29.4.10

Os abutres da crise

Quando procurava na ‘Net uma imagem para ilustrar este post e escrevi a palavra abutre, a última coisa que esperava encontrar era o que acabou por surgir: uma entrevista de Octávio Teixeira * em que ele compara os especuladores financeiros a abutres, tal como o título do meu post sugeria.

Sendo assim, mas sobrertudo pelo interesse da sua análise, aqui fica um excerto:

A finança internacional, os grandes bancos especuladores que há pouco tempo receberam dos estados cheques em branco para os salvar da “banca rôta”, voltam a ameaçar a estabilidade financeira e económica... O que eles visam é aumentar as taxas de juro dos empréstimos para aumentarem os seus lucros.

Mas para eles os custos do dinheiro não aumentaram, antes baixaram porque os bancos centrais, incluindo o Banco Central Europeu, os refinanciam a baixo custo.

Citando um artigo do El Pais, também disse: «O que está ferido não é este ou aquele país; é o euro!».

# Material fornecido:
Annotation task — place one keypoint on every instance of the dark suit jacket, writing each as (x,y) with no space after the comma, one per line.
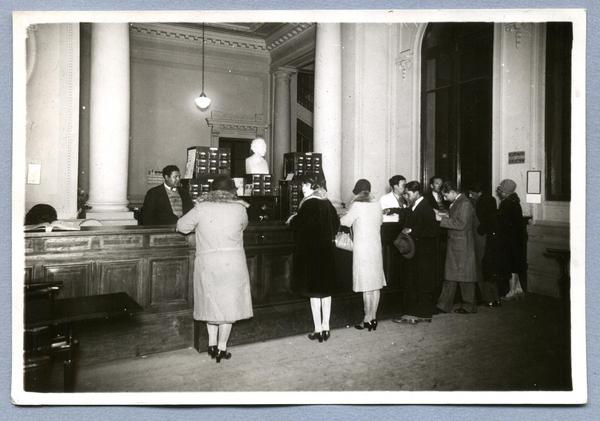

# Exercícios:
1. No texto sobre os abutres da crise, troque "lucros" por "ganhos" ao reescrever o trecho que começa em "A finança internacional, os" e vai até "a baixo custo.".
2. Indique se cada afirmação concorda com o texto sobre os abutres da crise, respondendo sim ou não e citando as palavras do texto que o decidem: (a) A entrevista surgiu durante a procura de uma imagem na 'Net. (b) Para os grandes bancos, os custos do dinheiro aumentaram. (c) Segundo a citação do El Pais, o que está ferido é um país em particular.
3. Escreva a continuação do texto sobre os abutres da crise a partir do ponto em que termina.
O material provém de uma fonte diferente da do excerto.

# Respostas:
1.
A finança internacional, os grandes bancos especuladores que há pouco tempo receberam dos estados cheques em branco para os salvar da “banca rôta”, voltam a ameaçar a estabilidade financeira e económica... O que eles visam é aumentar as taxas de juro dos empréstimos para aumentarem os seus ganhos.

Mas para eles os custos do dinheiro não aumentaram, antes baixaram porque os bancos centrais, incluindo o Banco Central Europeu, os refinanciam a baixo custo.

2.
(a) Sim: "Quando procurava na ‘Net uma imagem para ilustrar este post e escrevi a palavra abutre".
(b) Não: "Mas para eles os custos do dinheiro não aumentaram, antes baixaram".
(c) Não: "O que está ferido não é este ou aquele país; é o euro!".

3.
* O. Teixeira, economista e ex-deputado do PCP,
em entrevista para a Antena 1, em 22 de Abril


Quanto ao meu post, é apenas uma recolha de notícias do dia 27 de Abril, aquele em que a notícia da notação financeira de Portugal fez estremecer... os orgãos de informação nacionais. Era o ano da “desgraça” de 2010, quando...

AGÊNCIA DE RATING 16h33
A agência de notação financeira Standard & Poor's cortou o “rating” de longo prazo da dívida portuguesa, em dois níveis.
Esta decisão surge numa altura em que os mercados financeiros estão a penalizar Portugal, essencialmente devido às hesitações dos parceiros europeus quanto à finalização do apoio financeiro à Grécia.
(Na opinião de Bruno Costa, operador da sala de mercados da correctora GoBulling, os investidores estão a reagir "fugindo" do risco, devido ao mau desempenho português no mercado da dívida).

GOVERNO 18h14
Horas depois de o comunicado ter sido enviado, (o ministro) Teixeira dos Santos pronunciou-se sobre esta questão (dizendo) ser provável que os mercados continuem a sofrer a “turbulência” dos últimos dias devido ao ataque dos mercados internacionais e à revisão em baixa do ‘rating’ de Portugal pela Standard & Poor’s.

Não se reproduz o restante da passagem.